=== Problems to work on ===
A. In the soccer glossary, what was Impedance formerly known as?
B. List every term in the soccer glossary that begins with the letter "O".

=== Source extract ===
## start
Indirect Free Kick:  A method to restart the match after a foul has been committed. The ball may not be played directly into the goal for a score. That is, a second player, friend or foe, must touch the ball before a goal can be scored.
Impedance: Also Impeding Play. Formerly known as Obstruction.  The act of preventing an opponent from reaching the ball without actually playing the ball yourself.
Instep: Refers to the top part of the foot often associated with the inside metatarsal of the foot or inside portion of the laces of the boot.
In-swinging: Or in-swinger. A banana kick that bends or swerves toward goal while in flight.
Juggling: Mainly a training technique in which a player or group of players use feet, knees, thighs or the head to keep the ball off the ground between touches on the ball.
Laws of the Game: The rules by which a soccer match is governed.
Man on!:  A call used by a teammate to inform the ball carrier of impending pressure.
Man-to-man marking: A defensive system of play that sees defenders assigned to a specific opponent.
Match: A soccer game.
Midfielder: A player who generally aligns in front of defenders and behind attackers in a teams formation. Also called a "Mid". 
Near Post: The goal post nearest to the position of the ball on the pitch (field).
Negative Space: The area behind the back line and in front of the goal keeper.  
Obstruction:  The act of preventing an opponent from reaching the ball without actually playing the ball yourself. Now referred to as Impeding Play or Impedance.
Off Side: Go to this link as it does a far better job of explain Off Side than I can do here.
Off Side Position: The situation where an attacking player, on the offensive half of the field, has placed himself in a position where there are fewer than two opponents between him and the goal. Being in this position does not constitute a foul unless or until he becomes involved in the play.
Off Side Trap: A defensive tactic or strategy that sees defenders move forward in unison in an attempt to place an attacker in an off side position.
One touch: Receiving and playing the ball in one motion.
Out-swinger: A banana kick that while in the air bends or swerves outward away from the goal.
## end
=== Dataset entries ===
## start
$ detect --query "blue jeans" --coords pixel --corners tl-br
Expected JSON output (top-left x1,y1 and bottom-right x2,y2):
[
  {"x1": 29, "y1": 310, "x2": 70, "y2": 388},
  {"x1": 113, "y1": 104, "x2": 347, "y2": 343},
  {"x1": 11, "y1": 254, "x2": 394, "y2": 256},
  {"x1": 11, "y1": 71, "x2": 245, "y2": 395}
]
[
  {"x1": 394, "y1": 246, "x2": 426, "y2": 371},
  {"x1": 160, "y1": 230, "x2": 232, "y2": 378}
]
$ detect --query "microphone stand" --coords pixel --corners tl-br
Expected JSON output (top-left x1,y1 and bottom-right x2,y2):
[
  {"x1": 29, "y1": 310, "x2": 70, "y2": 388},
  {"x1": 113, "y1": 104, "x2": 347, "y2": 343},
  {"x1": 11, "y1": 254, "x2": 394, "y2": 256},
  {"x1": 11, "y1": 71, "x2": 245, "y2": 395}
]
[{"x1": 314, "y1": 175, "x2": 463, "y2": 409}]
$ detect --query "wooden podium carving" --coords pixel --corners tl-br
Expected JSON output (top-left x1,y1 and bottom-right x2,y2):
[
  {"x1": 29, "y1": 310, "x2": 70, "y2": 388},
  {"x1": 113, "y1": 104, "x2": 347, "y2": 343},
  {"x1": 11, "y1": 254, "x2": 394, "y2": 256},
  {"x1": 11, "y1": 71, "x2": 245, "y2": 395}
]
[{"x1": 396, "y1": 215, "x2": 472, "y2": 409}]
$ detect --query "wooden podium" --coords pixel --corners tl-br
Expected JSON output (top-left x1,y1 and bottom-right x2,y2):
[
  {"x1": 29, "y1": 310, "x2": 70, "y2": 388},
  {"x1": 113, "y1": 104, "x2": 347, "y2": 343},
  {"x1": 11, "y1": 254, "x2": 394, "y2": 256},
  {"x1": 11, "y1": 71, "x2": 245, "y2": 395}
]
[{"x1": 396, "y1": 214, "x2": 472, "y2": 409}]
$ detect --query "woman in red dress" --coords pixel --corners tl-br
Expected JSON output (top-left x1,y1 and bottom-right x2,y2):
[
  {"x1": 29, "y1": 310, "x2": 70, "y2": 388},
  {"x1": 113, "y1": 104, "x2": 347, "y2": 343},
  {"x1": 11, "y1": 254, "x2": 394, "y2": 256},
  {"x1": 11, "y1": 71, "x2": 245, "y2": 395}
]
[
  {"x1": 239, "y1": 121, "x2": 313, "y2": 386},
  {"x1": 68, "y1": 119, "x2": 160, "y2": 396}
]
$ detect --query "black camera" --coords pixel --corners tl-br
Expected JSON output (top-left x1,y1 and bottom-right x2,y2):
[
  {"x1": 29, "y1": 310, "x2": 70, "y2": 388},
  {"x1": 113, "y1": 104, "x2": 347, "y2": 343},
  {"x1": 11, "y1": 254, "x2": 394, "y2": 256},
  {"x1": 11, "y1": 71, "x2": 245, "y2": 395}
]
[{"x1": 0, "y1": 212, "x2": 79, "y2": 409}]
## end
=== Worked answers ===
A. Obstruction

B.
Obstruction
Off Side
Off Side Position
Off Side Trap
One touch
Out-swinger